Sabtu 21 May 2016 21:58 WIB

Sekjen PPP: Politikus 'Mualaf' tak Mau Islah

Rep: Reja Irfa Widodo/ Red: Karta Raharja Ucu
Bendera PPP
Foto: Yogi Ardhi/Republika
Bendera PPP

REPUBLIKA.CO.ID, JAKARTA -- Sekjen PPP hasil Muktamar VIII, Arsul Sani, mengungkapkan, masih ada sejumlah pihak di PPP yang belum menerima islah seutuhnya. Arsul pun menyebut, pihak-pihak tersebut adalah politikus 'mualaf' yang baru bergabung di PPP pada akhir tahun 2014.

Bahkan, Arsul menyebutkan, para politikus 'mualaf' itu tidak memilih PPP dalam Pemilihan Legislatif (Pileg) pada 2014 silam. ''Yang keukeuh belum mau islah itu sesungguhnya segelintir politisi 'mualaf' di PPP. Di antara mereka bahkan ada yang baru bergabung di PPP pada akhir 2014. Jadi dalam Pileg April 2014-pun sepertinya (mereka) belum memilih PPP,'' ujar Arsul dalam keterangan resmi yang diterima Republika.co.id, Sabtu (21/5).

Tidak hanya itu, Arsul menilai, para politisi 'mualaf' di PPP itu selalu memberikan penyesatan informasi terkait Putusan MA RI No.601 K/Pdt.Sus./2015. Putusan MA ini selama ini dianggap sebagai dasar sebagai keabsahan kepengurusan PPP dengan Ketua Umum Djan Faridz.
========================================================================
→ Tugas tertulis a:
Ubah baris-baris entri di bawah, mulai dari baris yang memuat "For each instance of the coral" sampai baris terakhir entri, menjadi daftar JSON berisi string dengan satu string untuk tiap baris dan tanpa baris kosong.
Kutipan berita di atas dan entri data sesudahnya adalah bahan yang berdiri sendiri dan tidak saling berkaitan.

→ Entri data:
========================================================================
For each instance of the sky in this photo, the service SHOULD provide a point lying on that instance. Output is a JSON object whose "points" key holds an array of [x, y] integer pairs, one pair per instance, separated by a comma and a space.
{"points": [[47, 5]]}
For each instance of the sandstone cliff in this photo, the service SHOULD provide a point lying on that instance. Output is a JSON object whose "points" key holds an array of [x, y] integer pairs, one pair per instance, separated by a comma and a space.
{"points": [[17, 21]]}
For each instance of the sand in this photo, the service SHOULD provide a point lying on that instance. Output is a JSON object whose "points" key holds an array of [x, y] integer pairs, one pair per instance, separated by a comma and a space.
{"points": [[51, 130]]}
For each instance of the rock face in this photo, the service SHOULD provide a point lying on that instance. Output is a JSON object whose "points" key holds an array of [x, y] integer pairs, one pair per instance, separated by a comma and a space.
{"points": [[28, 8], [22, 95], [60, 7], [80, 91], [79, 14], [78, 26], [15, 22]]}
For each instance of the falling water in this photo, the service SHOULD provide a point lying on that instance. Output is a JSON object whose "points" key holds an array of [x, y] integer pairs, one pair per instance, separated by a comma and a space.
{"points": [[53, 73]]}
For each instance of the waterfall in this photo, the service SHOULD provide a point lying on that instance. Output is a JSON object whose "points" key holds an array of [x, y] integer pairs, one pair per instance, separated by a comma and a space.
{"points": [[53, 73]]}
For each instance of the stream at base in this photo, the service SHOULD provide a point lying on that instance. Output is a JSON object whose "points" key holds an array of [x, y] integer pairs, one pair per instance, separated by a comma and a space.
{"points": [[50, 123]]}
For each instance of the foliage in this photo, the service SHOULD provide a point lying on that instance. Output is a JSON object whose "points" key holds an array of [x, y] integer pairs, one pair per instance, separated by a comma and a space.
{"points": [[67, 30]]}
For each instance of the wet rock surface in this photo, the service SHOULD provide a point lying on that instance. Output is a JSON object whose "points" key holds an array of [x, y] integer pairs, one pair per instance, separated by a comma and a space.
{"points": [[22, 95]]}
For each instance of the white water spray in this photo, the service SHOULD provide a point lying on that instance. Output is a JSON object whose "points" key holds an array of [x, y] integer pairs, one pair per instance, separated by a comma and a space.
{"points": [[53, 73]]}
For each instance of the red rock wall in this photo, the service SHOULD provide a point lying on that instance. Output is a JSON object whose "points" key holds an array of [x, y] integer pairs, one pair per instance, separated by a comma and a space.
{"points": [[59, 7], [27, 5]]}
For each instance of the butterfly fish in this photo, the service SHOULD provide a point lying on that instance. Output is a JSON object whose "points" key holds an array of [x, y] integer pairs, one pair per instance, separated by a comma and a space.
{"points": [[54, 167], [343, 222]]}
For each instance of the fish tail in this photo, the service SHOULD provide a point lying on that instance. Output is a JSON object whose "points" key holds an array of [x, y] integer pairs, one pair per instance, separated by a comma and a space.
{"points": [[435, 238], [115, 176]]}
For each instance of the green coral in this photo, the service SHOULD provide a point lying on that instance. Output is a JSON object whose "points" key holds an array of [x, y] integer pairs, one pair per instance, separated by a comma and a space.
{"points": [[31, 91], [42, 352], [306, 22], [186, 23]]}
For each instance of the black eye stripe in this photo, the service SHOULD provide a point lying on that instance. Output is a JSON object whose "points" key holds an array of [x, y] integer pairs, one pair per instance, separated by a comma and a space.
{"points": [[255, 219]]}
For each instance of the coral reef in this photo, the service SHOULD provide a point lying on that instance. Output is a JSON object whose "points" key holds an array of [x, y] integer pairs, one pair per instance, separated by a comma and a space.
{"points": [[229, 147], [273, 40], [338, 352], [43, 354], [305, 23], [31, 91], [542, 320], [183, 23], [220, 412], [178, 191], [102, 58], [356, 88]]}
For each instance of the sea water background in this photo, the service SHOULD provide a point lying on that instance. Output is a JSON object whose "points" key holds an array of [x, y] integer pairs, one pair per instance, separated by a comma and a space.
========================================================================
→ Tugas tertulis b:
Menurut kutipan berita, kapan sebagian politikus 'mualaf' yang disebut Arsul Sani baru bergabung di PPP?

→ Jawaban yang diharapkan a:
[
  "For each instance of the coral reef in this photo, the service SHOULD provide a point lying on that instance. Output is a JSON object whose \"points\" key holds an array of [x, y] integer pairs, one pair per instance, separated by a comma and a space.",
  "{\"points\": [[229, 147], [273, 40], [338, 352], [43, 354], [305, 23], [31, 91], [542, 320], [183, 23], [220, 412], [178, 191], [102, 58], [356, 88]]}",
  "For each instance of the sea water background in this photo, the service SHOULD provide a point lying on that instance. Output is a JSON object whose \"points\" key holds an array of [x, y] integer pairs, one pair per instance, separated by a comma and a space."
]

→ Jawaban yang diharapkan b:
Pada akhir tahun 2014.